# [Given task]
Write out every item below again, word for word, leaving the pictures out of your answer.

# [Dataset extract]
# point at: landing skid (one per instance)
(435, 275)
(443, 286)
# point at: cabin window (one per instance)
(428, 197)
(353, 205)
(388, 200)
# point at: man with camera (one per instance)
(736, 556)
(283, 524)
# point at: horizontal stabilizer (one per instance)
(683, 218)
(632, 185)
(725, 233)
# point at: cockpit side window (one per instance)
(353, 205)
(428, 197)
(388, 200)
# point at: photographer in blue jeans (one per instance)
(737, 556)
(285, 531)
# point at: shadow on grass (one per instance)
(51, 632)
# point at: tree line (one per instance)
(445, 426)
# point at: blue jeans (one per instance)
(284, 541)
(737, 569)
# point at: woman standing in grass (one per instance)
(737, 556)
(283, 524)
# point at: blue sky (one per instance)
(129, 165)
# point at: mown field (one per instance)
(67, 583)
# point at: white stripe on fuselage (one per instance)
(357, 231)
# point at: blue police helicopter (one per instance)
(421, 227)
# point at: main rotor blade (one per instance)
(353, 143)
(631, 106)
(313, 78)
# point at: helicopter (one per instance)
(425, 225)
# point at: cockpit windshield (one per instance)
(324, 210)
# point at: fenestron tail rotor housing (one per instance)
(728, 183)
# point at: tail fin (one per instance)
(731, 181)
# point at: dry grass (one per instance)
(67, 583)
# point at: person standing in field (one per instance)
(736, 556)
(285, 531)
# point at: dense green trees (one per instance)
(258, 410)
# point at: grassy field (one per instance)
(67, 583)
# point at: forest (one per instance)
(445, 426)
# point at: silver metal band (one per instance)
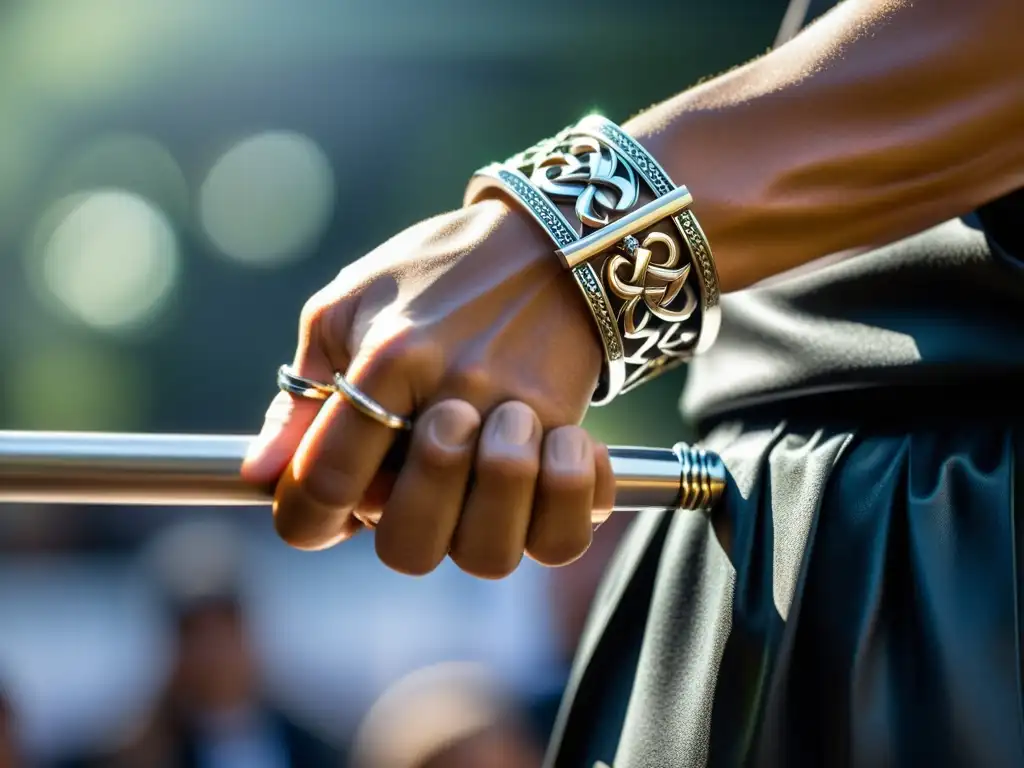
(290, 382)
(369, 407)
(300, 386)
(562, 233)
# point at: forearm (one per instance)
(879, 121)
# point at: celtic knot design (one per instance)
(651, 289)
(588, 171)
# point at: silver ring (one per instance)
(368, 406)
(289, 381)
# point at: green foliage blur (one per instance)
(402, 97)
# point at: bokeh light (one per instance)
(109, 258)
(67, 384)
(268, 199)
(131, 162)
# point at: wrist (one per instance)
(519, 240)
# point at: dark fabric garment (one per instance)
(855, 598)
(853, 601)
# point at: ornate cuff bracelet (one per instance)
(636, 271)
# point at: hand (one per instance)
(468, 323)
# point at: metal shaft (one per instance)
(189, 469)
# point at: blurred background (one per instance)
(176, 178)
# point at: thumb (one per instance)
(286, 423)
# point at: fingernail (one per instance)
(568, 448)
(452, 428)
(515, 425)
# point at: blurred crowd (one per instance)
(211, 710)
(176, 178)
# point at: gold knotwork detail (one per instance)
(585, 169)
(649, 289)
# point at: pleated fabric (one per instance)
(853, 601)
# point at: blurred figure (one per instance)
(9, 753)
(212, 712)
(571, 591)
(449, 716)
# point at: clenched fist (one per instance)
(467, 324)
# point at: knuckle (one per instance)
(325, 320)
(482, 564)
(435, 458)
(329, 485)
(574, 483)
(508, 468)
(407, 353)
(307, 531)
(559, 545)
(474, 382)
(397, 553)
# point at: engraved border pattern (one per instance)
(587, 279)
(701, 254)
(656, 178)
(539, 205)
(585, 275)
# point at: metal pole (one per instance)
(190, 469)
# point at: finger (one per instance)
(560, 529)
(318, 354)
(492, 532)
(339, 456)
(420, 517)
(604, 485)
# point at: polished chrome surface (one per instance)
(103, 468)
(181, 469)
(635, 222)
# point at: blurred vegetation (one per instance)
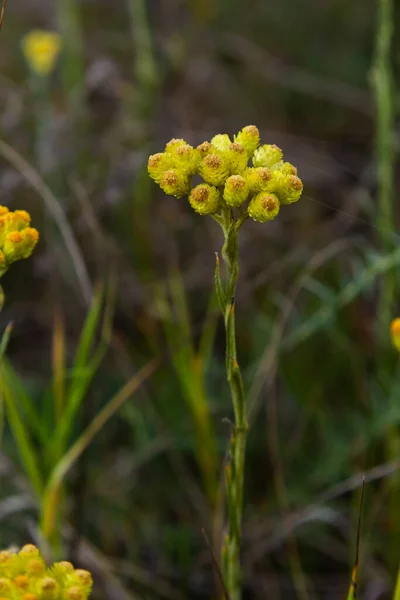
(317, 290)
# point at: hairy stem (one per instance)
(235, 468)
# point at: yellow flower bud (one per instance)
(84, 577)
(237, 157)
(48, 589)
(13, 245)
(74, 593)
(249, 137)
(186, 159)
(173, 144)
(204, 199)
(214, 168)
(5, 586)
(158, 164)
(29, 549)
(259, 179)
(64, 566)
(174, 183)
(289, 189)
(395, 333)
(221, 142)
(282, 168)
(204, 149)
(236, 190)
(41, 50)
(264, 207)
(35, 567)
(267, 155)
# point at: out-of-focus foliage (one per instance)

# [Expected output]
# point at: landing skid (one per instance)
(435, 275)
(443, 286)
# point at: cabin window (one per instance)
(428, 197)
(353, 205)
(388, 200)
# point at: man with camera (one per instance)
(736, 556)
(283, 524)
# point at: horizontal stabilizer (one per instance)
(683, 218)
(632, 185)
(725, 233)
# point at: cockpit side window (one per instance)
(353, 205)
(428, 197)
(388, 200)
# point at: photographer in blue jeans (one per instance)
(737, 556)
(285, 531)
# point at: shadow on grass (one per instance)
(51, 632)
# point at: tree line (one per instance)
(445, 426)
# point at: blue jeans (one per instance)
(284, 541)
(737, 569)
# point at: woman standing in grass (one per instance)
(737, 556)
(283, 524)
# point at: blue sky (one per instance)
(129, 165)
# point at: mown field (one per instance)
(67, 583)
# point at: white stripe on fuselage (one per instance)
(357, 231)
# point at: blue police helicopter (one per instance)
(421, 227)
# point at: main rotor blade (one per instance)
(353, 143)
(631, 106)
(313, 78)
# point at: helicopter (one per instance)
(425, 225)
# point at: cockpit windshield (one per instance)
(324, 210)
# point at: fenestron tail rotor housing (one per instance)
(728, 183)
# point at: tail fin (one per instance)
(731, 181)
# point at: dry grass (one per instance)
(67, 583)
# point at: person standing in field (one per instance)
(736, 556)
(285, 531)
# point at: dense green trees (one per instance)
(258, 410)
# point at: grassy field (one per instance)
(67, 583)
# point at: forest (one per instance)
(445, 426)
# point at: silver metal band (one per instance)
(290, 382)
(369, 407)
(300, 386)
(562, 233)
# point at: forearm (one per instance)
(879, 121)
# point at: celtic knot design (one per instance)
(651, 289)
(588, 171)
# point at: silver ring (one per instance)
(368, 406)
(289, 381)
# point at: green foliage blur (one per instance)
(402, 97)
# point at: bokeh light (one per instance)
(109, 258)
(67, 384)
(268, 199)
(131, 162)
# point at: wrist (one per instance)
(519, 240)
# point at: dark fabric garment (one per instance)
(855, 598)
(853, 601)
# point at: ornate cuff bracelet (one per instance)
(636, 271)
# point at: hand (one per instance)
(468, 323)
# point at: metal shaft (one per instance)
(189, 469)
# point at: blurred background (one per instance)
(176, 178)
# point at: thumb (one per instance)
(286, 423)
# point at: fingernail (one per instance)
(568, 448)
(452, 428)
(515, 425)
# point at: blurred crowd (one per instance)
(211, 710)
(176, 178)
# point at: gold knotwork detail (one per instance)
(585, 169)
(649, 289)
# point at: pleated fabric (one per instance)
(853, 601)
# point at: blurred figure (one per instance)
(9, 753)
(212, 712)
(571, 591)
(449, 716)
# point at: clenched fist (one per instance)
(467, 324)
# point at: knuckle (one per instance)
(325, 320)
(482, 564)
(435, 458)
(329, 485)
(574, 483)
(508, 468)
(407, 353)
(307, 531)
(559, 545)
(474, 382)
(397, 553)
# point at: engraved border pattern (one per instance)
(587, 279)
(701, 254)
(656, 178)
(539, 205)
(585, 275)
# point at: metal pole (one per instance)
(190, 469)
# point at: finger (one per instance)
(560, 529)
(318, 354)
(492, 532)
(339, 456)
(420, 517)
(604, 485)
# point at: polished chrome surface (one per instance)
(103, 468)
(181, 469)
(635, 222)
# point at: blurred vegetation (one per instance)
(317, 290)
# point at: hairy stem (one per instance)
(235, 468)
# point at: yellow flower bud (one per instance)
(84, 577)
(237, 157)
(48, 589)
(13, 245)
(74, 593)
(249, 137)
(186, 159)
(173, 144)
(204, 199)
(214, 168)
(5, 586)
(158, 164)
(29, 549)
(259, 179)
(64, 566)
(174, 183)
(289, 189)
(395, 333)
(221, 142)
(282, 168)
(204, 149)
(236, 190)
(41, 50)
(264, 207)
(35, 567)
(267, 155)
# point at: out-of-focus foliage (one per instance)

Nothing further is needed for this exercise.